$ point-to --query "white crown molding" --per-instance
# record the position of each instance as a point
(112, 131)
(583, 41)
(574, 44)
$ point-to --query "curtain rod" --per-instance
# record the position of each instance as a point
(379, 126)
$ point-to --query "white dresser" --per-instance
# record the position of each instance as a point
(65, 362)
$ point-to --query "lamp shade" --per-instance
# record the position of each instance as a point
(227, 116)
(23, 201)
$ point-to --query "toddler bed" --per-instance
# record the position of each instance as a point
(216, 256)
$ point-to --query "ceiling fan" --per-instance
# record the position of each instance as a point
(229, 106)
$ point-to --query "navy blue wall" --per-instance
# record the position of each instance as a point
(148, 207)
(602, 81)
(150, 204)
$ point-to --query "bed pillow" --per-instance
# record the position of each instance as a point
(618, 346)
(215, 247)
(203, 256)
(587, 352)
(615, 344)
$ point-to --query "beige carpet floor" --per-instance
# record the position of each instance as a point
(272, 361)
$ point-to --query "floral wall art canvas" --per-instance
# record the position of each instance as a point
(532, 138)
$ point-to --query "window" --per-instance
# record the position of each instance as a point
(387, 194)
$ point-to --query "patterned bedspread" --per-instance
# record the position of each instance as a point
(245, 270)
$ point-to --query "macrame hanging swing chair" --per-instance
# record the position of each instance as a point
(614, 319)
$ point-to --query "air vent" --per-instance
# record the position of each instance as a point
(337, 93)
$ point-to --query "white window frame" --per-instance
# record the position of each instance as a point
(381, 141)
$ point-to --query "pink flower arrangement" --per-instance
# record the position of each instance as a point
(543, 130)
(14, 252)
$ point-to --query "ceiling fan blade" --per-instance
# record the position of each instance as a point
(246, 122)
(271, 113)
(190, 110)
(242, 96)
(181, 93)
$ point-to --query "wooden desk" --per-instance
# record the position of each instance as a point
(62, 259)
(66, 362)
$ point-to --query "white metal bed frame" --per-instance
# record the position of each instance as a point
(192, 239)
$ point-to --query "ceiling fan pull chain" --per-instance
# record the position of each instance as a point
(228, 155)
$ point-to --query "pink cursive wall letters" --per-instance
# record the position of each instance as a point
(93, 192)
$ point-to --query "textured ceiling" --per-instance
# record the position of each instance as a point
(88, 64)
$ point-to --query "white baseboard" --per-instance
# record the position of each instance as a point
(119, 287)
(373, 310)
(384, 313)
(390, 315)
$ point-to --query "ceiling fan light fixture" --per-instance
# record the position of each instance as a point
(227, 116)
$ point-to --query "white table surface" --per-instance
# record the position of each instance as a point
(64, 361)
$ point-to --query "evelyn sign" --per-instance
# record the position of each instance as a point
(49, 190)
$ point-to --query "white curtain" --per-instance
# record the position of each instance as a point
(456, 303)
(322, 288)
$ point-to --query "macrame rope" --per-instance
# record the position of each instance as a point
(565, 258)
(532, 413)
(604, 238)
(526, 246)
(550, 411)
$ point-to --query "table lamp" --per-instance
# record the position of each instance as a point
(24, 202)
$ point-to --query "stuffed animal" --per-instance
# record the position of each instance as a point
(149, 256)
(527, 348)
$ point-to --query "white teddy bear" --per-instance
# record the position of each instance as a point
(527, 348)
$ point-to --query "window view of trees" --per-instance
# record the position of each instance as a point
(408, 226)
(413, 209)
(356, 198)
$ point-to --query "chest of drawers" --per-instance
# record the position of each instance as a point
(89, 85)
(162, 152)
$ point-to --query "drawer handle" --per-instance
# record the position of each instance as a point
- - -
» What the exercise asks:
Go through the records and print each one exactly.

» The reply:
$ point-to --query "white crown molding" --per-instance
# record the position of each instance as a point
(112, 131)
(583, 41)
(574, 44)
$ point-to --query "curtain rod" --per-instance
# record the position of each instance as a point
(379, 126)
$ point-to --query "white dresser" --per-instance
# record the position of each instance as a point
(65, 362)
$ point-to --query "lamp shade" --per-instance
# record the position of each instance as a point
(227, 116)
(23, 201)
$ point-to --query "toddler bed" --per-instance
# record the position of each instance as a point
(216, 256)
$ point-to --query "ceiling fan" --per-instance
# record the position of each instance as a point
(229, 106)
$ point-to --query "navy blue wall" --per-instance
# record the position of each instance as a point
(148, 207)
(602, 81)
(150, 204)
$ point-to --query "bed pillow" --per-instance
# record the position of each instance as a point
(618, 346)
(215, 247)
(203, 256)
(587, 352)
(615, 344)
$ point-to --query "beige carpet floor" --per-instance
# record the position of each instance as a point
(272, 361)
$ point-to --query "floral wall art canvas" --per-instance
# record the position of each instance as a point
(532, 138)
$ point-to --query "window" --per-instance
# record the position of each instance as a point
(387, 194)
$ point-to --query "patterned bedspread" --per-instance
# record the position of each instance as a point
(245, 270)
$ point-to --query "macrame hanging swing chair" --per-instance
# record the position of each instance as a point
(614, 319)
$ point-to --query "air vent" --per-instance
# record the position of each instance as a point
(337, 93)
$ point-to --query "white window frame" --per-instance
# record the position of each instance as a point
(381, 141)
$ point-to --query "pink flower arrangement" --per-instance
# record the position of each instance as a point
(543, 130)
(14, 252)
$ point-to --query "ceiling fan blade" --per-instance
# record the position of each instance as a point
(246, 122)
(271, 113)
(190, 110)
(242, 96)
(181, 93)
$ point-to --query "wooden desk" --per-instance
# record the position of each instance as a point
(62, 259)
(66, 362)
$ point-to --query "white metal bed frame" --per-instance
# record the position of each instance as a point
(192, 239)
$ point-to --query "ceiling fan pull chain" --per-instance
# record the position of each instance as a point
(228, 155)
$ point-to --query "pink cursive wall letters" --per-instance
# record the position of each instance as a point
(93, 192)
$ point-to --query "textured ceiling" --per-instance
# record the position of each instance as a point
(88, 64)
$ point-to --query "white baseboard" --per-instance
# record the position of each instance as a point
(119, 287)
(373, 310)
(384, 313)
(390, 315)
$ point-to --query "ceiling fan light fixture" --per-instance
# record the position of each instance as a point
(227, 116)
$ point-to --query "white table surface" --per-instance
# record the position of each instance as a point
(64, 361)
$ point-to --query "evelyn sign" --per-instance
# record the position of each instance as a point
(49, 190)
$ point-to --query "white curtain" --per-instance
# record the position of each instance as a point
(456, 303)
(322, 288)
$ point-to --query "macrame rope" --per-instance
# record the position of each instance as a point
(565, 258)
(532, 413)
(604, 238)
(526, 246)
(550, 411)
$ point-to --query "table lamp" --per-instance
# record the position of each instance as a point
(24, 202)
$ point-to --query "stuffed animal" --per-instance
# record the position of each instance as a point
(149, 256)
(527, 348)
$ point-to --query "white teddy bear" --per-instance
# record the position of each instance as a point
(527, 348)
$ point-to --query "window view of trees" --per-instance
# record the position of each instance as a point
(408, 226)
(413, 209)
(356, 198)
$ point-to --query "chest of drawers" --per-instance
# record the position of each instance as a point
(89, 85)
(162, 152)
$ point-to --query "drawer handle" --per-instance
# record the position of each instance as a point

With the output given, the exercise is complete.